** Start Material provided **
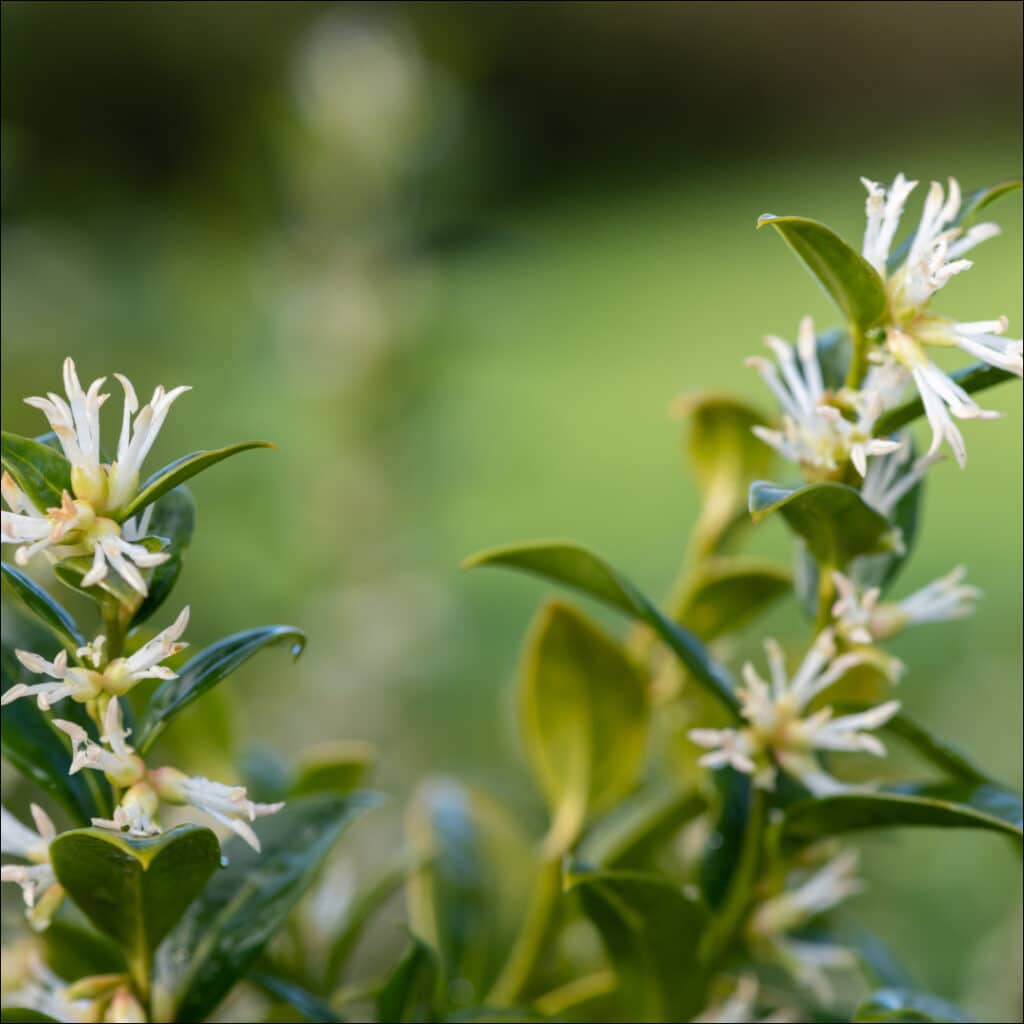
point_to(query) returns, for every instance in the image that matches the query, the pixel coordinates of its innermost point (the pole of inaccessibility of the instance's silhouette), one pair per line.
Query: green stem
(532, 936)
(722, 931)
(858, 357)
(826, 597)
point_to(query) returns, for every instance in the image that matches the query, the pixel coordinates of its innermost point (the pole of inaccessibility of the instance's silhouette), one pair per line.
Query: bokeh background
(456, 260)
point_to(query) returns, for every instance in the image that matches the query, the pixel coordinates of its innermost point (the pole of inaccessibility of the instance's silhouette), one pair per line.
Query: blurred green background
(456, 260)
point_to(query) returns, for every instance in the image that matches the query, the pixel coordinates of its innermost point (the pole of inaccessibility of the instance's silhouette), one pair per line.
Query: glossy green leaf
(584, 717)
(467, 896)
(976, 377)
(848, 279)
(173, 520)
(309, 1007)
(956, 805)
(337, 767)
(74, 950)
(727, 593)
(409, 993)
(651, 931)
(39, 470)
(135, 890)
(204, 671)
(938, 752)
(180, 470)
(224, 931)
(42, 754)
(835, 521)
(43, 606)
(725, 457)
(905, 1005)
(630, 835)
(574, 566)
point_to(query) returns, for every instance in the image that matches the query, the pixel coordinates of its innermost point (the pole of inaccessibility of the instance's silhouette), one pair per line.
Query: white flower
(76, 422)
(738, 1008)
(117, 678)
(935, 256)
(941, 395)
(776, 732)
(71, 529)
(797, 906)
(37, 877)
(80, 684)
(120, 764)
(890, 479)
(47, 993)
(814, 432)
(227, 804)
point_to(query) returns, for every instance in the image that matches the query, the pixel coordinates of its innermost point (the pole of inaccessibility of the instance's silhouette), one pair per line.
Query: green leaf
(976, 377)
(310, 1008)
(338, 767)
(651, 931)
(42, 754)
(40, 471)
(725, 457)
(74, 950)
(584, 716)
(224, 931)
(956, 805)
(939, 752)
(467, 896)
(834, 520)
(848, 279)
(204, 671)
(180, 470)
(409, 993)
(906, 1005)
(43, 606)
(982, 198)
(727, 593)
(173, 521)
(135, 890)
(631, 834)
(567, 563)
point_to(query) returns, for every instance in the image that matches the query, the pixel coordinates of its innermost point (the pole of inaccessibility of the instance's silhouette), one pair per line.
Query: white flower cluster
(825, 429)
(88, 520)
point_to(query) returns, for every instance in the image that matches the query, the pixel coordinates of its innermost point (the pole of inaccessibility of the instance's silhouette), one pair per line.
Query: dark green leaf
(224, 931)
(835, 521)
(584, 716)
(409, 993)
(43, 606)
(310, 1008)
(632, 833)
(467, 897)
(651, 930)
(338, 767)
(727, 593)
(577, 567)
(42, 754)
(976, 377)
(939, 752)
(40, 471)
(180, 470)
(135, 890)
(74, 950)
(204, 671)
(849, 280)
(905, 1005)
(957, 805)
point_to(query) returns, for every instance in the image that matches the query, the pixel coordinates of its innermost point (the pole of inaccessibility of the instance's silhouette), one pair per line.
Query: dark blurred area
(456, 259)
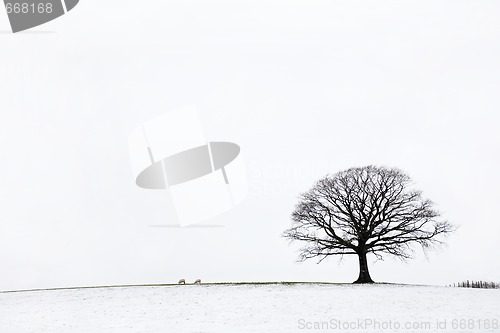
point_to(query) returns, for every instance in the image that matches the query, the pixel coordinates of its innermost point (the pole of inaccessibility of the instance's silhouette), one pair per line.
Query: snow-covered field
(252, 308)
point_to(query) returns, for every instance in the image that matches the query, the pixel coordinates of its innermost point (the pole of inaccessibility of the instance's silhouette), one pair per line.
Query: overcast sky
(305, 88)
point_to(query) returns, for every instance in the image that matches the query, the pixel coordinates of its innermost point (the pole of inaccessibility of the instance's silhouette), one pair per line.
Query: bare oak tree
(365, 210)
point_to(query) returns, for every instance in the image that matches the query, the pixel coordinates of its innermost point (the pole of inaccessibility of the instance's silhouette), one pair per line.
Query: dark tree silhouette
(365, 210)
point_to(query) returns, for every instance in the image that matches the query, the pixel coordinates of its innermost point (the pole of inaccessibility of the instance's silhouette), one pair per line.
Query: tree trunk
(364, 275)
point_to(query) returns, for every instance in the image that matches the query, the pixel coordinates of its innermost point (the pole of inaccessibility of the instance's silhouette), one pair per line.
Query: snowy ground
(252, 308)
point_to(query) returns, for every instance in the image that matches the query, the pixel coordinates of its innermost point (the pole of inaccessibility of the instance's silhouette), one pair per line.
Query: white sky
(304, 87)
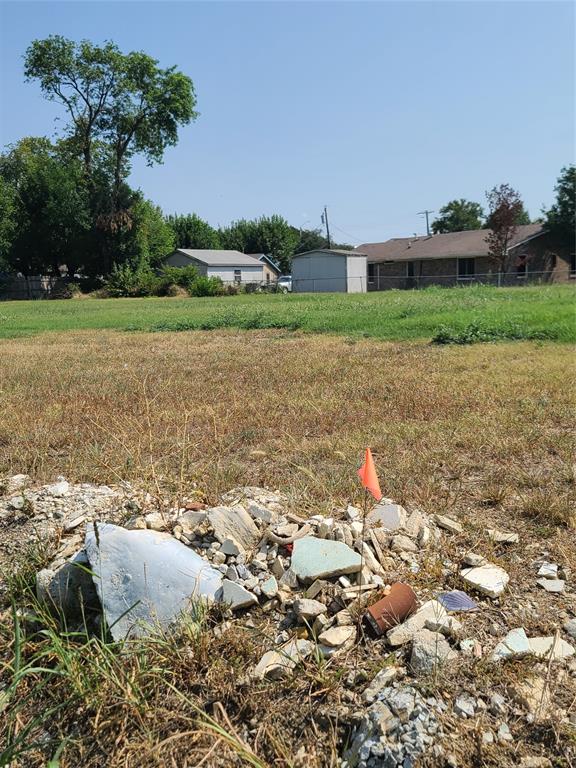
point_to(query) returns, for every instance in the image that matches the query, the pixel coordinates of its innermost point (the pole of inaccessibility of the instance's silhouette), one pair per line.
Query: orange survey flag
(368, 476)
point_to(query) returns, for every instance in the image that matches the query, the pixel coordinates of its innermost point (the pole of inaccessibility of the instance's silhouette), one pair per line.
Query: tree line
(67, 203)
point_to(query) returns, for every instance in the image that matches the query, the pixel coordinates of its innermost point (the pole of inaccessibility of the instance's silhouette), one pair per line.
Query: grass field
(539, 312)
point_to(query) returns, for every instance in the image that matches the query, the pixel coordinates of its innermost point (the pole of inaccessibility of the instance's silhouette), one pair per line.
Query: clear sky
(376, 109)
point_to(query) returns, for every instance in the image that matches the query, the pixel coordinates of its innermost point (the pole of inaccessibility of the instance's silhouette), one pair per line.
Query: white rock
(491, 580)
(551, 585)
(403, 633)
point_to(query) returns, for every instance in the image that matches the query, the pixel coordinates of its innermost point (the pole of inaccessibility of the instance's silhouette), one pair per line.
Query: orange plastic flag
(368, 476)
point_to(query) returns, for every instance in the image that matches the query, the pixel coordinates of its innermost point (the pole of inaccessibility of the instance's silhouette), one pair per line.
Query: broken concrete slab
(432, 610)
(69, 590)
(551, 647)
(236, 596)
(314, 558)
(276, 664)
(234, 523)
(514, 646)
(448, 524)
(491, 580)
(502, 537)
(145, 578)
(387, 515)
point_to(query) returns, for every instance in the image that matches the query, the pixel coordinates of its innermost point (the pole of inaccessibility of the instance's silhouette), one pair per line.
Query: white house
(229, 266)
(326, 270)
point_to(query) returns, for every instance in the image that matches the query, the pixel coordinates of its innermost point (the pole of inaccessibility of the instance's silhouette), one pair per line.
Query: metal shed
(325, 270)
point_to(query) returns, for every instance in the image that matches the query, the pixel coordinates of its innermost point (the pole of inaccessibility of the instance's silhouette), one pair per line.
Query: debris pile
(327, 584)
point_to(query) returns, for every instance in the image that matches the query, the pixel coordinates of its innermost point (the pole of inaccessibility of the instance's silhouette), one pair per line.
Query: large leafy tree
(190, 231)
(505, 214)
(271, 235)
(561, 218)
(49, 208)
(457, 216)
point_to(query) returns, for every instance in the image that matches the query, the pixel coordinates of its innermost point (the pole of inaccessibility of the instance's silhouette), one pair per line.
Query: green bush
(207, 286)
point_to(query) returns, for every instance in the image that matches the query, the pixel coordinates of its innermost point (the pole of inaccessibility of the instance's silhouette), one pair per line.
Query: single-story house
(324, 270)
(461, 257)
(271, 270)
(230, 266)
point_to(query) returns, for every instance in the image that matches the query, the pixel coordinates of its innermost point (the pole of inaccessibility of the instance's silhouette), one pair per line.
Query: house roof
(220, 258)
(335, 251)
(264, 257)
(451, 245)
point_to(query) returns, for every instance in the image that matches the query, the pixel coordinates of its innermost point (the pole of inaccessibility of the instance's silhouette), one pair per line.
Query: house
(462, 257)
(326, 269)
(271, 270)
(230, 266)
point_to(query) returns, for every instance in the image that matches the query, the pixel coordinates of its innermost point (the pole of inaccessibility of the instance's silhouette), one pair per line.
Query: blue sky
(376, 109)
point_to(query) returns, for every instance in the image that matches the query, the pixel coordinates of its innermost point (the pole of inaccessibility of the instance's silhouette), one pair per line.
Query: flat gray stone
(236, 596)
(145, 578)
(551, 585)
(234, 523)
(514, 646)
(491, 580)
(387, 515)
(314, 558)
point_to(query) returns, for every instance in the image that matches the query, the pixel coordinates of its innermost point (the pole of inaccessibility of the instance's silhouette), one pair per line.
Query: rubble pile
(327, 583)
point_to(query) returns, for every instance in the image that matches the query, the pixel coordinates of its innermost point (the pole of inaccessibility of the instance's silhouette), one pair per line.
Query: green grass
(538, 312)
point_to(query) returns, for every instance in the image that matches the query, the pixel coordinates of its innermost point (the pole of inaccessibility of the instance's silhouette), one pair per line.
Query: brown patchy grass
(483, 433)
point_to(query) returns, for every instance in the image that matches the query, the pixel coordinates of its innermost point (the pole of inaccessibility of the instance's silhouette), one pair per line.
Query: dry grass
(482, 433)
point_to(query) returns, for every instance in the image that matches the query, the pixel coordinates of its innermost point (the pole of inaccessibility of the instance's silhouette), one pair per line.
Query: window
(466, 269)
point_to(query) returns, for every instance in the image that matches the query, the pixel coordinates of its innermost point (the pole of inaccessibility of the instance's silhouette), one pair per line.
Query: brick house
(462, 257)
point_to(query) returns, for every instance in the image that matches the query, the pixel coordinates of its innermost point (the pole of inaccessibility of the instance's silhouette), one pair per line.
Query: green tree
(191, 231)
(561, 218)
(49, 208)
(458, 216)
(124, 101)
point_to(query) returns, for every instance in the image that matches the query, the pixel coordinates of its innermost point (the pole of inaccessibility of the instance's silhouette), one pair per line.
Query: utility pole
(426, 213)
(324, 218)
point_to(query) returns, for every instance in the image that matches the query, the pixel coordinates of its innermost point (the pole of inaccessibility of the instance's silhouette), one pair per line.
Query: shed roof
(450, 245)
(334, 251)
(220, 258)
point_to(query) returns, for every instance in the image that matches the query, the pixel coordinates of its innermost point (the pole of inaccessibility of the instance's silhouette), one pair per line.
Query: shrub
(207, 286)
(133, 280)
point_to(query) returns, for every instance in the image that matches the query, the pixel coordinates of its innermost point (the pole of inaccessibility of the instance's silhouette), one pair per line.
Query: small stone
(502, 537)
(474, 560)
(551, 585)
(314, 558)
(403, 544)
(448, 524)
(546, 647)
(465, 706)
(504, 733)
(269, 587)
(336, 637)
(570, 628)
(429, 650)
(548, 571)
(306, 609)
(514, 646)
(387, 515)
(491, 580)
(236, 595)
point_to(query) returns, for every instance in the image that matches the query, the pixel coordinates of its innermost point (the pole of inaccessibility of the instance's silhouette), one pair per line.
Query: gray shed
(325, 270)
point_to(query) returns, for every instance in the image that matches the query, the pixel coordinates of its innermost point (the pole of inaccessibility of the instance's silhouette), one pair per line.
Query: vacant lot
(483, 433)
(534, 312)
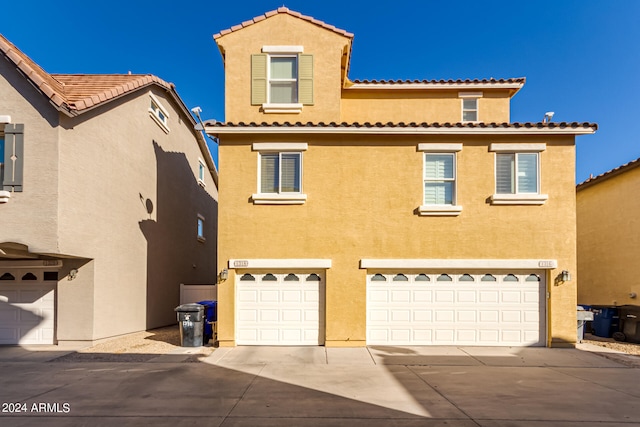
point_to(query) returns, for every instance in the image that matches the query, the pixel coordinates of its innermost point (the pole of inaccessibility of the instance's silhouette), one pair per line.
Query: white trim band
(280, 146)
(439, 147)
(298, 263)
(282, 49)
(462, 264)
(520, 148)
(519, 199)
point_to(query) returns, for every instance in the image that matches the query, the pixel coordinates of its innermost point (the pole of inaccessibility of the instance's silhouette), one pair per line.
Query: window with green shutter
(281, 78)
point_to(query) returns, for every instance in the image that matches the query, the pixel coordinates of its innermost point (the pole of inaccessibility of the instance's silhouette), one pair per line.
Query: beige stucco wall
(129, 200)
(326, 47)
(395, 105)
(609, 240)
(362, 195)
(30, 217)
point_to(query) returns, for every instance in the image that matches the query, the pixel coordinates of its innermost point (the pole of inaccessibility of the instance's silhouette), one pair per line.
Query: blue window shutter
(13, 157)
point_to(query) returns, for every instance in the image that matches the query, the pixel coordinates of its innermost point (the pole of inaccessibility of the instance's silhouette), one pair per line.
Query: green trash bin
(191, 321)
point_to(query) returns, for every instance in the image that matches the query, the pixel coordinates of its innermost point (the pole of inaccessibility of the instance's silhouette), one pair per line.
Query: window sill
(282, 108)
(439, 210)
(519, 199)
(279, 199)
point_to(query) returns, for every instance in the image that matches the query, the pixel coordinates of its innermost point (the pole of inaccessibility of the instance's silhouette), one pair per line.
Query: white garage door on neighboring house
(279, 308)
(27, 307)
(463, 308)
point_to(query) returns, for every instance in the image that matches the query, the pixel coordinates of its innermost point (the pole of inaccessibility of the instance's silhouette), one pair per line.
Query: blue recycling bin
(210, 316)
(605, 321)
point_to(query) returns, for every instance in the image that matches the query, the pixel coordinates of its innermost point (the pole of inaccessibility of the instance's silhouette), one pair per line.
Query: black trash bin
(210, 317)
(629, 324)
(191, 321)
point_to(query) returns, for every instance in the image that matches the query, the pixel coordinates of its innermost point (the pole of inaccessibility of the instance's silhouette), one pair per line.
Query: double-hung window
(517, 174)
(470, 105)
(439, 179)
(279, 173)
(282, 79)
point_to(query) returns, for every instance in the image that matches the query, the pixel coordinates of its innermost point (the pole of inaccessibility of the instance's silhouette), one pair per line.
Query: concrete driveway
(317, 386)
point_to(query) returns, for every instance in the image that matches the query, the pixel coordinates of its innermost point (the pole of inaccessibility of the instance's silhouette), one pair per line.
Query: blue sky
(581, 58)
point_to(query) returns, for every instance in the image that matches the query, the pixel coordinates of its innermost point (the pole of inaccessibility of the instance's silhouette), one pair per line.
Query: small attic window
(159, 113)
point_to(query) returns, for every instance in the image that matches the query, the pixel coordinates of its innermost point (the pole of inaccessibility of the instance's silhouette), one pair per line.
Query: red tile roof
(519, 80)
(609, 174)
(550, 127)
(287, 11)
(73, 93)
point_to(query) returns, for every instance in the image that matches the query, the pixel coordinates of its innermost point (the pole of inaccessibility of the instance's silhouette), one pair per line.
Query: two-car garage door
(464, 308)
(27, 307)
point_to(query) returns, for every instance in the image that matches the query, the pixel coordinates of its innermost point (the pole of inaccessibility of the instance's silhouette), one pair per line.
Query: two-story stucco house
(609, 237)
(108, 202)
(356, 212)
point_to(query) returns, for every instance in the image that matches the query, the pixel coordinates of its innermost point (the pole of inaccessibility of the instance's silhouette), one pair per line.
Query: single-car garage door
(280, 308)
(465, 308)
(26, 310)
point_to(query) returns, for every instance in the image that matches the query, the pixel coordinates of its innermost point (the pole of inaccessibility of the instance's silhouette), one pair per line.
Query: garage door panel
(27, 312)
(287, 311)
(502, 309)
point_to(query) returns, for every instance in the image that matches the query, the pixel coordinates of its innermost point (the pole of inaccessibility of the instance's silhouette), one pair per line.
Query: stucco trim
(519, 199)
(463, 264)
(279, 199)
(297, 263)
(282, 49)
(439, 147)
(280, 146)
(439, 210)
(520, 148)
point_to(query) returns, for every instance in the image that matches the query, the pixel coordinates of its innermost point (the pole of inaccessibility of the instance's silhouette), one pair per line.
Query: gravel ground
(137, 347)
(625, 347)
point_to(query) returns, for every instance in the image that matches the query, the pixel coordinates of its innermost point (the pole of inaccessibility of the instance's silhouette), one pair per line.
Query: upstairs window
(280, 173)
(517, 173)
(439, 179)
(282, 79)
(159, 113)
(470, 105)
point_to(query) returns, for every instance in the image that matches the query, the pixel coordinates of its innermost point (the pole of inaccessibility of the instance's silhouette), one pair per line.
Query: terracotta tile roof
(287, 11)
(519, 80)
(609, 174)
(551, 127)
(73, 93)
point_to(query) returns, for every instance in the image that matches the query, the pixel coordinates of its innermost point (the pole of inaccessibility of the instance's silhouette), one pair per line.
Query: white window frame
(201, 172)
(282, 52)
(200, 228)
(279, 198)
(159, 114)
(518, 198)
(467, 96)
(452, 209)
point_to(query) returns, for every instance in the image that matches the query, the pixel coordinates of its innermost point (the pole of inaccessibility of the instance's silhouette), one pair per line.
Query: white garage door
(26, 312)
(485, 309)
(280, 309)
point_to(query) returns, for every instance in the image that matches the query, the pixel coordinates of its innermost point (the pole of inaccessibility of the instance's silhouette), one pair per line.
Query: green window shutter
(258, 79)
(305, 79)
(13, 157)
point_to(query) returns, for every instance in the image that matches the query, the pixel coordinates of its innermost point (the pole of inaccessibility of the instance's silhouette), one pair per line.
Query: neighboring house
(385, 212)
(109, 202)
(608, 218)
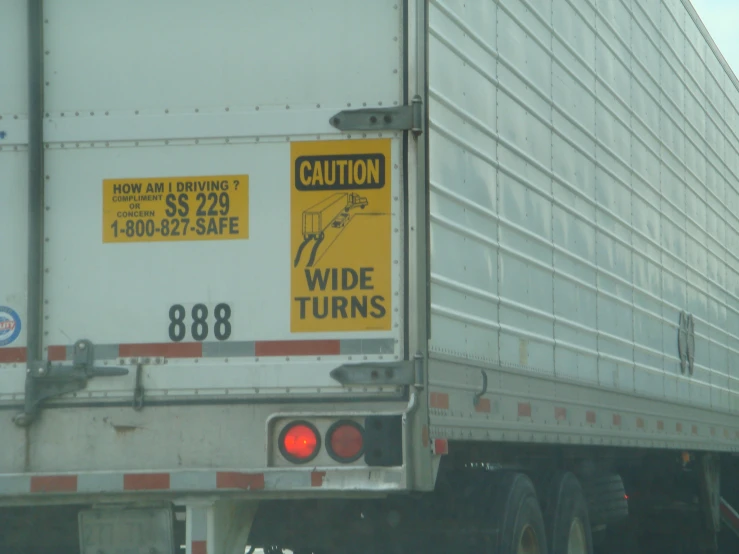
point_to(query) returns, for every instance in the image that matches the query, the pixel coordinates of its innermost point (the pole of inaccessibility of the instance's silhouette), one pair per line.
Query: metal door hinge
(396, 118)
(44, 381)
(686, 342)
(408, 372)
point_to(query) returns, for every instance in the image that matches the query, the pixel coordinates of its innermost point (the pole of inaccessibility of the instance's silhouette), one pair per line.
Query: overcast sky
(721, 17)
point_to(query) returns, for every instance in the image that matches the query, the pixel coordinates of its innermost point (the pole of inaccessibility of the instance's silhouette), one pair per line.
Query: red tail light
(345, 441)
(299, 442)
** End Material provided **
Pull out each line in the entries that contains the word "tree" and list them.

> [Task response]
Query: bare oak tree
Query: dark tree silhouette
Query: tree trunk
Query: tree line
Query: large leafy tree
Query: green tree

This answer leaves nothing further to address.